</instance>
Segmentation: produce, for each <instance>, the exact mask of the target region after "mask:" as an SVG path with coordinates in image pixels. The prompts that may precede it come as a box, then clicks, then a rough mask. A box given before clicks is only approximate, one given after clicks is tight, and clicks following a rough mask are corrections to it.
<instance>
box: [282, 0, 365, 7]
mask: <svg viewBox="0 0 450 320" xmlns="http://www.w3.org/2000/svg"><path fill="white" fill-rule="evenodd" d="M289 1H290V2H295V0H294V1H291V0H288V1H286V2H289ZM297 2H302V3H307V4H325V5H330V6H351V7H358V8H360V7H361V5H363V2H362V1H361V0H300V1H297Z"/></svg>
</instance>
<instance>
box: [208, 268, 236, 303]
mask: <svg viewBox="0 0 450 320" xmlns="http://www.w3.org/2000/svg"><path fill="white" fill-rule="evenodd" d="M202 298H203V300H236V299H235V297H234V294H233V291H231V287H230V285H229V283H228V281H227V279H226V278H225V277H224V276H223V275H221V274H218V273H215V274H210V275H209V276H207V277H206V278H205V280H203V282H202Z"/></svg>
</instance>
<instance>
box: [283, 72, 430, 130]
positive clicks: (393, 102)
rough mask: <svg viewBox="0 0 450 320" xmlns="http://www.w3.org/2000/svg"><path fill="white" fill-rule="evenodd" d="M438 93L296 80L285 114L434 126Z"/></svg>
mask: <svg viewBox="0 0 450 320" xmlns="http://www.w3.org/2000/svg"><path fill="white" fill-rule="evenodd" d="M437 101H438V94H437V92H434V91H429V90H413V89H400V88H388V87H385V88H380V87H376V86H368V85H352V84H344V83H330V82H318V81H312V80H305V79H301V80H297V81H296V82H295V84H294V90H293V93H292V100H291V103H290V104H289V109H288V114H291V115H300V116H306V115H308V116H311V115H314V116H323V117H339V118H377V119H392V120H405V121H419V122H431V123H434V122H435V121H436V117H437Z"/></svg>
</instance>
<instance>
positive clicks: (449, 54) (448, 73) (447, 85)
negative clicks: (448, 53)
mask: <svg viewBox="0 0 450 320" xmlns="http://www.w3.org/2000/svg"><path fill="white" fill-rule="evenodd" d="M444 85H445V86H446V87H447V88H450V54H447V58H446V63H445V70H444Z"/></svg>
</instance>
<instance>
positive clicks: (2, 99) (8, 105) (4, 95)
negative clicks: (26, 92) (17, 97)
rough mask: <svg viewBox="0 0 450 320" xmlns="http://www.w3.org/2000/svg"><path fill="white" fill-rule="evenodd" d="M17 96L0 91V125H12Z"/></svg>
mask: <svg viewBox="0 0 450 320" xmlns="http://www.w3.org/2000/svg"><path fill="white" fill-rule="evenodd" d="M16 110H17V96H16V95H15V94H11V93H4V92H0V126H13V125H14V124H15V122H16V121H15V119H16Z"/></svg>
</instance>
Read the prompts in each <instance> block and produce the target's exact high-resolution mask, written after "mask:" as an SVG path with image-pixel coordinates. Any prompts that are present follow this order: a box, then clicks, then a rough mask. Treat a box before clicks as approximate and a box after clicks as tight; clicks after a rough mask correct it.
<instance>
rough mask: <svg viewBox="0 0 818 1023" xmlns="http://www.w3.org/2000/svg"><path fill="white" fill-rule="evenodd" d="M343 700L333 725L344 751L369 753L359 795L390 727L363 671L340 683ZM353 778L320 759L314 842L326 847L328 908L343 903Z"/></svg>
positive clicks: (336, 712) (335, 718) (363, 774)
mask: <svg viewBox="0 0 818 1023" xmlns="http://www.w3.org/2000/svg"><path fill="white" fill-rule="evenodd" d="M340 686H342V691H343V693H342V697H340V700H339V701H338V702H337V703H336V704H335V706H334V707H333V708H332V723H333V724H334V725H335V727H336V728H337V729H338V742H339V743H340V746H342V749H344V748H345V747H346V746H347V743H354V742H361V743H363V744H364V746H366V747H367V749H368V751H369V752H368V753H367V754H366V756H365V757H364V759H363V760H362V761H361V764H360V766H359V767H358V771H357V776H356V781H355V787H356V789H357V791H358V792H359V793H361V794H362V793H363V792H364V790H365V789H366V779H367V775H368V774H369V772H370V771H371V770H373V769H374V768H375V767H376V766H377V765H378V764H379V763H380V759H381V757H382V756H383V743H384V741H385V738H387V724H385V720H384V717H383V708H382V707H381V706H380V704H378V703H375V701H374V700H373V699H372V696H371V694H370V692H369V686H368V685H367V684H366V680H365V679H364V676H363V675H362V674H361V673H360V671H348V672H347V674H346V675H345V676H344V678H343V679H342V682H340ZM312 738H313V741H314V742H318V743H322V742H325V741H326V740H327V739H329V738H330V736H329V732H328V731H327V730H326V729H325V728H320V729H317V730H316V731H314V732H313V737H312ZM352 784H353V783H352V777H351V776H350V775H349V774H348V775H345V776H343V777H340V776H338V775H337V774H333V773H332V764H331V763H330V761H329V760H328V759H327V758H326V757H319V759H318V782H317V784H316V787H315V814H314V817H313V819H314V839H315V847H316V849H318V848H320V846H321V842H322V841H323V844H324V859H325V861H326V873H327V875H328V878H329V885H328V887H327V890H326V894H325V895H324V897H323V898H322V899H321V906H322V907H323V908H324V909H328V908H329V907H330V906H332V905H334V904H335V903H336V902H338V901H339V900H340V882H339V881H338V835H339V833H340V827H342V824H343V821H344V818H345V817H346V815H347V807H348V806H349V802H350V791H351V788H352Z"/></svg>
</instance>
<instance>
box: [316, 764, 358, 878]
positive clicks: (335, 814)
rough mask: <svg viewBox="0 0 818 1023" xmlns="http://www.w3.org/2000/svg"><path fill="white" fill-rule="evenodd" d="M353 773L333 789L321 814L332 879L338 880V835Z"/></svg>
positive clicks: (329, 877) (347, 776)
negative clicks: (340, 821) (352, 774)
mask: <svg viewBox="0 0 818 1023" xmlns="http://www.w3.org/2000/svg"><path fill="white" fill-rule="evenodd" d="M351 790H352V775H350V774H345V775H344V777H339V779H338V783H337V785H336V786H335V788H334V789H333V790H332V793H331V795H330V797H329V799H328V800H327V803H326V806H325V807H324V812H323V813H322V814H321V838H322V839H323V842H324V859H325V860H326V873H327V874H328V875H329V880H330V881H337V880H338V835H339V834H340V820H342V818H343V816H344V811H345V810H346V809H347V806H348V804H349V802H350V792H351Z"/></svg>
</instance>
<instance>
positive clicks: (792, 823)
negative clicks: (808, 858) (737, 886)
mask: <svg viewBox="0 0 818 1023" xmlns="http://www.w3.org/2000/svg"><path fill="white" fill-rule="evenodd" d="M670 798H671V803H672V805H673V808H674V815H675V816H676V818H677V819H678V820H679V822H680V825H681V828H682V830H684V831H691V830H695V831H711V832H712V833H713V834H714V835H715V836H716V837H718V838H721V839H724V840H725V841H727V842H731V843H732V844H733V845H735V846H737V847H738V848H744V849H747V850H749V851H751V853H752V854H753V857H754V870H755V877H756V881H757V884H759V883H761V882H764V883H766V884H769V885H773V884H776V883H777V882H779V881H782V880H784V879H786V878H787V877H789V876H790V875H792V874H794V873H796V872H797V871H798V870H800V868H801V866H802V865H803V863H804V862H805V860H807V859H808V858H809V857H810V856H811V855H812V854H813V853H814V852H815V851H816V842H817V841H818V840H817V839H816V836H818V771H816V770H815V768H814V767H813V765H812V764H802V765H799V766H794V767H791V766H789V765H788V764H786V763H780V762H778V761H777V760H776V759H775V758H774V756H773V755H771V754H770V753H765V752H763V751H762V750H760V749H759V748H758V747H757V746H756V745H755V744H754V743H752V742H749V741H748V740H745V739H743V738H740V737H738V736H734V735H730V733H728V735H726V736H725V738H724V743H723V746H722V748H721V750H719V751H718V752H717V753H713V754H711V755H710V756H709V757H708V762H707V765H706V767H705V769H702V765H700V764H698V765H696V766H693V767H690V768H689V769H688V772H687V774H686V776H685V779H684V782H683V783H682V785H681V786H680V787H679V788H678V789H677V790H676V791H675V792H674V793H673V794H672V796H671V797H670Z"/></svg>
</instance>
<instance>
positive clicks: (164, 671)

• • • • • • •

**TASK TO COMPLETE**
Rewrite everything from the start of the lines down to the line containing "Segmentation: produce, for", inclusive, replacing "rough mask" with "coarse mask" and leaving all else as it stands. Give only those lines.

**EXERCISE ANSWER**
</instance>
Segmentation: produce, for each <instance>, the exact mask of the target region after "mask:" as an SVG path with coordinates in image pixels. The prompts that may precede it come as a box, then clicks, then a coarse mask. A box given before clicks is only approximate, one given after clicks is tight, and clicks following a coarse mask are corrections to it.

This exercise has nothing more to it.